• _KRÓTKIE ĆWICZENIE A_: Czy te zdania zgadzają się z tekstem o składzie betonu: (i) na 1 m3 betonu B-20 idzie 252 kg cementu; (ii) beton B-20 ma jedną stałą recepturę; (iii) zaprawa M15 ma proporcję cement-piasek 1:4? Przy każdym napisz tak albo nie i przytocz dosłownie słowa tekstu, które o tym decydują.

Dla betonu informacyjnie  
http://www.polskicement.com.pl/?s=3/10/&showPage=14

Srodkowy słupek na zdjęciu , skład: 1 m3  B-20 plastyczna K3:

woda 131 kg,  cement 252 kg , piasek 554 kg , kruszywo 1525 kg + dodatki

----------


## Geno

> Skład betonu B-20 może się różnić i nie ma jednej receptury jak w przypadku zapraw cementowych ( nie mylić z cementowo-wapiennymi):
> proporcje objętościowe cement-piasek ( dla marka cementu 35)
> klasy zapraw :
> 
>   M4  1:5  ,267kg cementu, 1,12 m3 piasku, 224 l wody
> 
>   M7  1:4   , 326kg cem. ,  1,08 m3 piach  ,  230 l woda
> 
>   M15 1:2  , 553 kg cem. , 0,90 m3 piasku , 277 l wody
> ...

• _PODANE DANE_:
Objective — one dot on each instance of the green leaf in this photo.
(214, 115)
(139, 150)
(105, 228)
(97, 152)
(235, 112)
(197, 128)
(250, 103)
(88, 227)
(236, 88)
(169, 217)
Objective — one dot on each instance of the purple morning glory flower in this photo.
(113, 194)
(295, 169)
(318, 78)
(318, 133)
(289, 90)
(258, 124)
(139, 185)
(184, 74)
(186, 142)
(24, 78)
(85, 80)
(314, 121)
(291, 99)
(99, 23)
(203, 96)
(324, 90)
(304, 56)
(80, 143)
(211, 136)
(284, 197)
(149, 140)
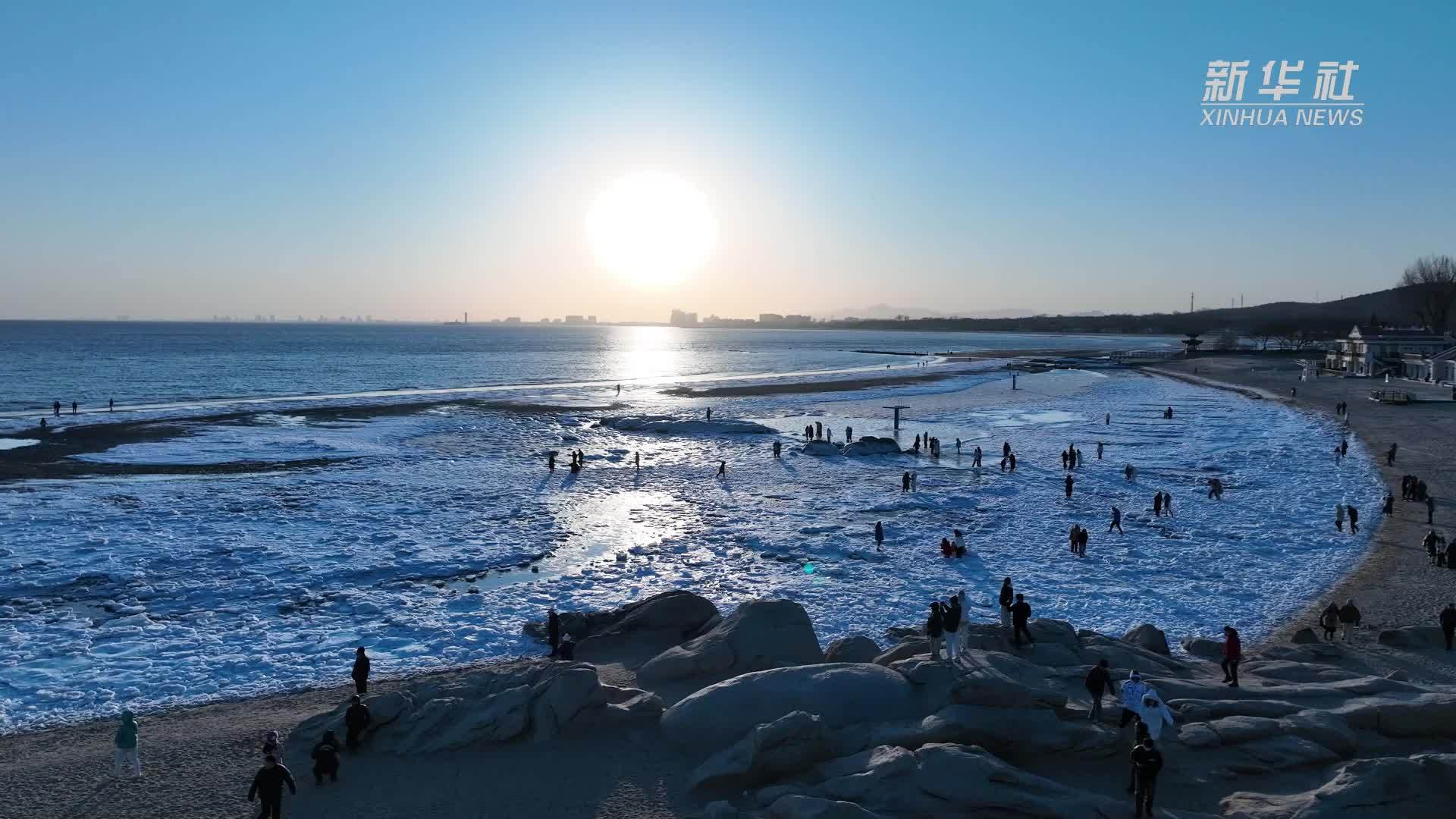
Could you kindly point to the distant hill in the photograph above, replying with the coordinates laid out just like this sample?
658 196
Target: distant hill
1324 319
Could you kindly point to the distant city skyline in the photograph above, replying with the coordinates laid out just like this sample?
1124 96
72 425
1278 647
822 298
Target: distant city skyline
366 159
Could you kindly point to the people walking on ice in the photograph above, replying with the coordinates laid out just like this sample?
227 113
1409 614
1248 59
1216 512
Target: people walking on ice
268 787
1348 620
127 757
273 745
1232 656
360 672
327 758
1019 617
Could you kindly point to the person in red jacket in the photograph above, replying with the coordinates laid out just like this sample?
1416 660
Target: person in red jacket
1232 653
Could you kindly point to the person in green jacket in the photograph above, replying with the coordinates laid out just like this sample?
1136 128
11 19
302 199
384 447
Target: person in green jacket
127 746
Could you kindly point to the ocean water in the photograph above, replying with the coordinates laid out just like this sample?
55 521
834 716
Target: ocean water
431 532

* * *

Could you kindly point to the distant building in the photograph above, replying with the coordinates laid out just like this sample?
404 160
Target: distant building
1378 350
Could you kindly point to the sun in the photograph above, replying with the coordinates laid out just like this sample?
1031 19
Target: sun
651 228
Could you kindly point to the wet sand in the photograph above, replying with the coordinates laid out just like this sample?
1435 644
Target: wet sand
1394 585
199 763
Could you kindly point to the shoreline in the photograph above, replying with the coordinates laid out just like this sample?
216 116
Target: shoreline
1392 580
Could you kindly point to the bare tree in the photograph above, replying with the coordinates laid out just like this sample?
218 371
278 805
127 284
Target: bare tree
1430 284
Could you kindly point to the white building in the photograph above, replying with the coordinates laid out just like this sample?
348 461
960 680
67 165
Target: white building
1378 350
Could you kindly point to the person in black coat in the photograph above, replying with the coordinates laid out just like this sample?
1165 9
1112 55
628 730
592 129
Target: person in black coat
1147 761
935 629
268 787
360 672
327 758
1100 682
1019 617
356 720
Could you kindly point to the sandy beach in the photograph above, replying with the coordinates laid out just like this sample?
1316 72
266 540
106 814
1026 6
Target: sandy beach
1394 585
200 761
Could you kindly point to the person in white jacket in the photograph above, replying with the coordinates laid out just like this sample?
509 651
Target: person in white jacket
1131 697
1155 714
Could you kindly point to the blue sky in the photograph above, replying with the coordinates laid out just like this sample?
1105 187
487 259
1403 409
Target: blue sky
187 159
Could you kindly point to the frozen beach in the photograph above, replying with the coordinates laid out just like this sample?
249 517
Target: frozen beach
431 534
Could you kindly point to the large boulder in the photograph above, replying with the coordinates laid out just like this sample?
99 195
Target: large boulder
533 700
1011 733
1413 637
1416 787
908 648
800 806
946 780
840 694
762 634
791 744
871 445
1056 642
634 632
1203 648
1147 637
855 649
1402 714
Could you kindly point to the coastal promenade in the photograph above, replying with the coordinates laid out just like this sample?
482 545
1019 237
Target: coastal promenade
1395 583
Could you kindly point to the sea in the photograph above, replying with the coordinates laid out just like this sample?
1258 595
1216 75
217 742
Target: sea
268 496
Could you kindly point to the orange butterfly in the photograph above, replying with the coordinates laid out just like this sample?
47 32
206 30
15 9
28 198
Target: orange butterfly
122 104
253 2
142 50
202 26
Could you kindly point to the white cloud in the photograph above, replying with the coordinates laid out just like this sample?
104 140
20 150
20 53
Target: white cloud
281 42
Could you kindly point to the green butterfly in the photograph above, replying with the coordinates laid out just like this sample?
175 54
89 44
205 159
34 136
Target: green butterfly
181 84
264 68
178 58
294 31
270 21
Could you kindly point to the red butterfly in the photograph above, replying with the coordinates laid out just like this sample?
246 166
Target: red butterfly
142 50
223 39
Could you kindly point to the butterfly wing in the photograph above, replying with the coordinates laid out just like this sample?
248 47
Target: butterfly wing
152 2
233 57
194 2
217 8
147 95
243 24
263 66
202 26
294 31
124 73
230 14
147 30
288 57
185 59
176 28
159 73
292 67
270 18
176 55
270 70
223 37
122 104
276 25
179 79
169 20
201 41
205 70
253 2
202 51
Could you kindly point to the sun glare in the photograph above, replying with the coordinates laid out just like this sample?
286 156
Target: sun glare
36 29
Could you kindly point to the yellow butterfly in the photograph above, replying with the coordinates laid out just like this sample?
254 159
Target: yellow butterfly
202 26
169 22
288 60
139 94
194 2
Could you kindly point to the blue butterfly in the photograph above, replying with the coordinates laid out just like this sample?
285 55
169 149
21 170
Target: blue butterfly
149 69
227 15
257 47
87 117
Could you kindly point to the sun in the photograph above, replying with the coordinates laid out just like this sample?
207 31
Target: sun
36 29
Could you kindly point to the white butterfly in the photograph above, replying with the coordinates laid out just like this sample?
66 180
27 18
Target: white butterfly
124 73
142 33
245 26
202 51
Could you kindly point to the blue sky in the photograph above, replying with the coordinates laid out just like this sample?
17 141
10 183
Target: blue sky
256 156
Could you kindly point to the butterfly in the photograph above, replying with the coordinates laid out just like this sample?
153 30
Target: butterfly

• _KRÓTKIE ĆWICZENIE B_: Podaj, w ilu wierszach danych występuje słowo „coastal”. Wielkość liter ma znaczenie. Odpowiedz samą liczbą.

• _WYNIK A_:
(i) tak: „cement 252 kg”
(ii) nie: „Skład betonu B-20 może się różnić i nie ma jednej receptury”
(iii) nie: „M15 1:2”

• _WYNIK B_: 2